**Fragmento del texto:**
----------
La segunda carta de Llinás cumple con lo de filmar el Río de la Plata, que es “pardo, sucio y falto de gracia”. Lo acompaña en el auto un hombre que no sabemos quién es. Ese hombre lo auxilia con la cámara, maneja. Se ríe de cómo a Llinás se le cae el celular (“que, en definitiva, fueron hechos para hablar caminando, no para filmar”), de cómo se ayuda con una llana para sostenerlo. El cineasta filma el monumento a Colón que ya no está detrás de la casa de gobierno. Cuenta que Chávez le dijo a Cristina, en una visita a la Casa Rosada, “qué hace este genocida acá”. Lo único comprobable de la anécdota es el efecto: el monumento fue movido luego de largos meses de discusiones con la comunidad italiana. Dice que en el emplazamiento original de Colón, que, ahora, mirando al río, parece querer irse, pusieron a una “heroína de la independencia” y que a esa también la sacaron, como si el deporte nacional fuera mover estatuas. Así como dice “Colón, Chávez, Cristina” no dice “Juana Azurduy” ni “Macri”. Tal vez, claro, porque no empiezan por la misma letra.
----------
**Datos registrados:**
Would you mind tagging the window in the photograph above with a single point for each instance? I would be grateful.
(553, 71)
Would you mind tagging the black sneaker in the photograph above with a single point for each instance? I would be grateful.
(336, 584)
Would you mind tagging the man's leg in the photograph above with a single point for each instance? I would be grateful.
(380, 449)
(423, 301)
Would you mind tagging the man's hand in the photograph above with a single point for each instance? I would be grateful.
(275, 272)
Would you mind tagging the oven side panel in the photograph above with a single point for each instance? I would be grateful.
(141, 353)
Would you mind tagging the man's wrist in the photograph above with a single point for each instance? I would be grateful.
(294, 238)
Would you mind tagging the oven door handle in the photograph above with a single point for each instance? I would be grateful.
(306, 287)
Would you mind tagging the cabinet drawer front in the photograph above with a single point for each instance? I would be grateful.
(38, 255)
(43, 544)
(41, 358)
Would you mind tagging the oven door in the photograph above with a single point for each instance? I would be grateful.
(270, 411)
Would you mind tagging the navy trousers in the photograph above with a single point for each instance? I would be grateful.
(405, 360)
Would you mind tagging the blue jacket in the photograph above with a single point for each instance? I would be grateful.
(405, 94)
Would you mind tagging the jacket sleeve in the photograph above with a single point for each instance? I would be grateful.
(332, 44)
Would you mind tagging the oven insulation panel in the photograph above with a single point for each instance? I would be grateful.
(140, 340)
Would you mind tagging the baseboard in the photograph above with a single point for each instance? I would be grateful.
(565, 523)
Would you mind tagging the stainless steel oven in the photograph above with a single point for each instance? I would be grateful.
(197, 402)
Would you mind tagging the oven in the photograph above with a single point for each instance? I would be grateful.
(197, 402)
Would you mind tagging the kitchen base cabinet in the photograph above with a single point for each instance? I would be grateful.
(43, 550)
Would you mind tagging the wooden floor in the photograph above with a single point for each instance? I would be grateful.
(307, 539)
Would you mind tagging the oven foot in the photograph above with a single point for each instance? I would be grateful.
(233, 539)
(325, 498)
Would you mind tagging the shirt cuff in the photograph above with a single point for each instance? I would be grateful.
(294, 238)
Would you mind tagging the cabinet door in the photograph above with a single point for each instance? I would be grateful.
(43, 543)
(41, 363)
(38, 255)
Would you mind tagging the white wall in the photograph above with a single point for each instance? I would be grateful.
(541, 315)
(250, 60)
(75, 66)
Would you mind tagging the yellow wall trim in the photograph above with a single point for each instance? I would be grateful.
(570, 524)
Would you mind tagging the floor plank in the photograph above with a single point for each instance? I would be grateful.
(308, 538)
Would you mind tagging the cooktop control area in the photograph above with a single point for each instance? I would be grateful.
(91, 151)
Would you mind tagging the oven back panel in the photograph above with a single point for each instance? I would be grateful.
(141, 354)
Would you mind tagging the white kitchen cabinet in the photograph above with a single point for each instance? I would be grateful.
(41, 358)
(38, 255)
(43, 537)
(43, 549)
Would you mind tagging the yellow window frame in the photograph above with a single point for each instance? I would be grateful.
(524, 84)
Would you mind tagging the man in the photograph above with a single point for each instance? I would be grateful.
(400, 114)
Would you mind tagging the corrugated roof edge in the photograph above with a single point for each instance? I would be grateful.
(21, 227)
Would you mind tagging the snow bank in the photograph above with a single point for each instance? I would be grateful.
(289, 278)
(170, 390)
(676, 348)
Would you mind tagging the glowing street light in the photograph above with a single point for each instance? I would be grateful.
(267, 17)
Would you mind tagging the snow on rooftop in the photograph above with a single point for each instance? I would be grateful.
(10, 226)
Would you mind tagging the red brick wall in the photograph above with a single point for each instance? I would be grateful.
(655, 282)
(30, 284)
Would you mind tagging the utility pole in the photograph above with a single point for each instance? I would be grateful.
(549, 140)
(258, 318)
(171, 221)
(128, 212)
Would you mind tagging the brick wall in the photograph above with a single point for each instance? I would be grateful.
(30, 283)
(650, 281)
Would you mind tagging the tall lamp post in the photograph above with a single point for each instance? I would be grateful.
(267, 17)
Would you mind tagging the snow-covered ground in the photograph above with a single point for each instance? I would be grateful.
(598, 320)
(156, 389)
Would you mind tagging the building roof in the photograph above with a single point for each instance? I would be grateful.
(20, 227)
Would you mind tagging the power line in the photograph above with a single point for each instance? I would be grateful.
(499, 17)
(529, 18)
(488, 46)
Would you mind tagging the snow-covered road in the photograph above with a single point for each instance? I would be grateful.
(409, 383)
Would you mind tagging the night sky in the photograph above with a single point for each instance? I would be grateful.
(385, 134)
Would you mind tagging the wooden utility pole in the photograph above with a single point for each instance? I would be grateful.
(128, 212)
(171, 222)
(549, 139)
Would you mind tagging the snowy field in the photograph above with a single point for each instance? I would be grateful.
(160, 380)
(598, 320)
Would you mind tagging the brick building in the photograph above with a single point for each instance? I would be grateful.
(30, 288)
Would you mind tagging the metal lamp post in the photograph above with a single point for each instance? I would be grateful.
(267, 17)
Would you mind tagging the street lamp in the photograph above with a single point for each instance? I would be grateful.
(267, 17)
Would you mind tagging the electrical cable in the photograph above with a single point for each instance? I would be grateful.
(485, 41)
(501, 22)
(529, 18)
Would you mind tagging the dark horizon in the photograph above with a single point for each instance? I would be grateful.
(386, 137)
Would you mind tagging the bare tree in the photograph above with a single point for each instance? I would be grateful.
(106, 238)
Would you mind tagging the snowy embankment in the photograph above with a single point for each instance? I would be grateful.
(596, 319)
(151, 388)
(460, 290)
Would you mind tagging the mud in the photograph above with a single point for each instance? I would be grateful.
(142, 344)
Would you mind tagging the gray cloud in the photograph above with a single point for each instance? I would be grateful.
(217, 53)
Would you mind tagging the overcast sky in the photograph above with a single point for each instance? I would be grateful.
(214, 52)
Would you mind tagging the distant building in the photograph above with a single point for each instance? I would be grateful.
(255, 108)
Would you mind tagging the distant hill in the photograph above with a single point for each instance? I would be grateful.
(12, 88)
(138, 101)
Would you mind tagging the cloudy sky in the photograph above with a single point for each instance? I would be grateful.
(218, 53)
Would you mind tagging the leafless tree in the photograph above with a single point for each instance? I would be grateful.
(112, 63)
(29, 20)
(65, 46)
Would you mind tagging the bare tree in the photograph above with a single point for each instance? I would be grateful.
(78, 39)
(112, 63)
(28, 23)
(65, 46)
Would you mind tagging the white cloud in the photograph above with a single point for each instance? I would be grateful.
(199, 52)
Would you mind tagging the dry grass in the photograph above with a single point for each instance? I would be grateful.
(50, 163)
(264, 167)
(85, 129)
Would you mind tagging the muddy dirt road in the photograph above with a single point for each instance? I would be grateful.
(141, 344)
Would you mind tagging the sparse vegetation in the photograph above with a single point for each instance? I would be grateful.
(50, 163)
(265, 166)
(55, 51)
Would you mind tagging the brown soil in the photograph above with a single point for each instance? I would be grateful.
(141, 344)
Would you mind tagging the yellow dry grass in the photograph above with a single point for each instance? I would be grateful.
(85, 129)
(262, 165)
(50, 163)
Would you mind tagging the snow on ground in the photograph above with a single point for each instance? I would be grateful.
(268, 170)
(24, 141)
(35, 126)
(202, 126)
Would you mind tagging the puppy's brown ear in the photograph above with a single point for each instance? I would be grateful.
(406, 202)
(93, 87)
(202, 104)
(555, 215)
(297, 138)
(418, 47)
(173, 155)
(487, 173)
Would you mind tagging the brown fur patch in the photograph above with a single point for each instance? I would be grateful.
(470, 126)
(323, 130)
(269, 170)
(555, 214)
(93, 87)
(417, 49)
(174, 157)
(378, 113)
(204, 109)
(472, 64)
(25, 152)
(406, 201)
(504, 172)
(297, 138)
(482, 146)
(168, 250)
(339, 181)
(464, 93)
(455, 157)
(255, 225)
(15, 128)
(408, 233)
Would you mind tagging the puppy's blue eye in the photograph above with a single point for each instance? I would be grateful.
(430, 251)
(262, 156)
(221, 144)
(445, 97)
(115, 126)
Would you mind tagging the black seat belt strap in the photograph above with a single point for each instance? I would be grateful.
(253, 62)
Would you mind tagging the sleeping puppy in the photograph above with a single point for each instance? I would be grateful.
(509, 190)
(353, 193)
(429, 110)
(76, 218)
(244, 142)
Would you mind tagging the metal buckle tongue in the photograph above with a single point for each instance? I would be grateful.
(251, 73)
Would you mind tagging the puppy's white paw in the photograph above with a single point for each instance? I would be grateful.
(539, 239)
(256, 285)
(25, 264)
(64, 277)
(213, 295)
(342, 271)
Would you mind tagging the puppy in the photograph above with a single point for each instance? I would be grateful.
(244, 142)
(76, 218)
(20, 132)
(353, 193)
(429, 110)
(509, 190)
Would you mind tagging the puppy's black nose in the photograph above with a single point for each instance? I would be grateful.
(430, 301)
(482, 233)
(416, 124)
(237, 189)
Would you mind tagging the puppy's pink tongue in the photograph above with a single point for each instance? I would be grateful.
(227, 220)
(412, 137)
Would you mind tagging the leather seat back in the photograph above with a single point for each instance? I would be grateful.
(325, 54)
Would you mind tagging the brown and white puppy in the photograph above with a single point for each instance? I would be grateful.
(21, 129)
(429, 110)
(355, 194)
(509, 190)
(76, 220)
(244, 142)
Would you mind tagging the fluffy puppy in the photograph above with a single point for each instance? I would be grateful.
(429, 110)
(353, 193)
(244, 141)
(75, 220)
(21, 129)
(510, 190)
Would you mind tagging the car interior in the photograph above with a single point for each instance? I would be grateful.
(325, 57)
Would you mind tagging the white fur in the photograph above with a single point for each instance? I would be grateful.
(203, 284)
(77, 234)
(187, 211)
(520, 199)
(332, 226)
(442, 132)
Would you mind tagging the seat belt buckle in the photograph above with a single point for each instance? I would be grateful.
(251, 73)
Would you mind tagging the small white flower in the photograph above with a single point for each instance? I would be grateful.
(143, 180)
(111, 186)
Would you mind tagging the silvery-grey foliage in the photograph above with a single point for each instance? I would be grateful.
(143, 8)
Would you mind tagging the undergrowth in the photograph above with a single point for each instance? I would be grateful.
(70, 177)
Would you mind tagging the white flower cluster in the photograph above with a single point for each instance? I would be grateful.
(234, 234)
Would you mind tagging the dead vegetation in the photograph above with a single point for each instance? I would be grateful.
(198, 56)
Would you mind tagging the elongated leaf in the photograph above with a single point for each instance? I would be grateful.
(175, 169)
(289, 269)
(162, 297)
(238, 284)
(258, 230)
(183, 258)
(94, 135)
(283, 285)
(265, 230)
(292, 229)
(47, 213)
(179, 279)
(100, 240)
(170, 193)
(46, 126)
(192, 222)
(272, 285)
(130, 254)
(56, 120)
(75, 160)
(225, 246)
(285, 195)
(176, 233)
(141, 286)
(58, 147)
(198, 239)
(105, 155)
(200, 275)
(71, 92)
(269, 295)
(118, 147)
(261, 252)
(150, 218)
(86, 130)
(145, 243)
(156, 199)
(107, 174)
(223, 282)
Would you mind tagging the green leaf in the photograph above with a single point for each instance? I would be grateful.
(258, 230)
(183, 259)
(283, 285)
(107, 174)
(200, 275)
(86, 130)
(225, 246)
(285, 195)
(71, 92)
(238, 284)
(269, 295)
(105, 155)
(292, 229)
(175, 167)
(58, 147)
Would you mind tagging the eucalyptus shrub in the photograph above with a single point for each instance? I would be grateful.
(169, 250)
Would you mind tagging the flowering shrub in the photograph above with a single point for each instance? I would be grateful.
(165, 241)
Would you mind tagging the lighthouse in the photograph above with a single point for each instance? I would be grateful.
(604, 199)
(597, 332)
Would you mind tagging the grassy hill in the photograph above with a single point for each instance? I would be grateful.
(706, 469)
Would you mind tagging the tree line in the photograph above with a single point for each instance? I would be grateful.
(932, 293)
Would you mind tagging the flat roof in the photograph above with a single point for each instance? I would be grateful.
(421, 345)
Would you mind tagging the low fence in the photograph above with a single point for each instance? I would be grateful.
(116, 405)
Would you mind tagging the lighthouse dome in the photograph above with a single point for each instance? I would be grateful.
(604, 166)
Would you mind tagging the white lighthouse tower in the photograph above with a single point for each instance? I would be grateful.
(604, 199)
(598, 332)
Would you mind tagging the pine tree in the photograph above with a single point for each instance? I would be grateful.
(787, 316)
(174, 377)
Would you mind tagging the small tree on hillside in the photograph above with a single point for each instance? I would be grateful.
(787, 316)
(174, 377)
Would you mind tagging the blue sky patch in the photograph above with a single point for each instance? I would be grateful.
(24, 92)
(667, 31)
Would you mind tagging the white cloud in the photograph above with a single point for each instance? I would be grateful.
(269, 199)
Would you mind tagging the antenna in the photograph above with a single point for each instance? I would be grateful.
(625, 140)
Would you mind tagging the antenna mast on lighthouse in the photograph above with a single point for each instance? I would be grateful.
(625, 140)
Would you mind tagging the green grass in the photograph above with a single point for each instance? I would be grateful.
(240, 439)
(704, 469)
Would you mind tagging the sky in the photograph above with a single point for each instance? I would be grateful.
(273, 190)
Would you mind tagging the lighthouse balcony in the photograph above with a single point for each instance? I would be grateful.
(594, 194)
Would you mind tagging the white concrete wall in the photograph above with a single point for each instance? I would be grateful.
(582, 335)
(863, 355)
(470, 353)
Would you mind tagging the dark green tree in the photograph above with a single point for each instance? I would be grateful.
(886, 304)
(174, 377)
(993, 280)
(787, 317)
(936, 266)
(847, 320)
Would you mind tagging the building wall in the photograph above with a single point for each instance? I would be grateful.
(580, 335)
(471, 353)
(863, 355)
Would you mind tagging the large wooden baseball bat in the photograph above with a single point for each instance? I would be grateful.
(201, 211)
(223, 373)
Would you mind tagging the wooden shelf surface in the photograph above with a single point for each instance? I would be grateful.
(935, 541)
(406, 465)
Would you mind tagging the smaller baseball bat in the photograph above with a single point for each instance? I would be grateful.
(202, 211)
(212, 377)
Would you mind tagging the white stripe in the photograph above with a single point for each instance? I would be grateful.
----------
**Tarea escrita:** Prosigue el fragmento sobre la segunda carta de Llinás a partir de su última oración. El listado no tiene ningún papel en esto.

**Resultado:**
La respuesta de Piñeiro se hace cargo del reclamo: no ha filmado los edificios pedidos. Dice: “juntemos todas las figuritas” y registra los que adeudaba junto a algunos más, a los que compara con tortas. Muestra un truco para sostener el celular como con un trípode. Lo hace desde la playa a la que se ha desplazado para pasar las vacaciones. Graba la estatua de Teddy Roosevelt en el Museo de Historia Natural en Nueva York, rodeada por un indígena y un esclavo negro.
Me gana el entusiasmo, me gana cierto deleite estético, me interpela que se pondere a Colón, cosa que no comparto casi por las mismas razones por las que se lo pondera. Le mando el link a Samaja, con el que vimos –él, Mercedes y yo–, entusiastas y admirados, las catorce horas de La flor. Le mando el link a Susana, e improvisamos un encuentro. Voy a visitarla, aun con la lluvia, en la galería de su casa. La primera vez que la veo en más de un año. Me va a prestar dos libros de Daniel Moyano que aún no termino de leer.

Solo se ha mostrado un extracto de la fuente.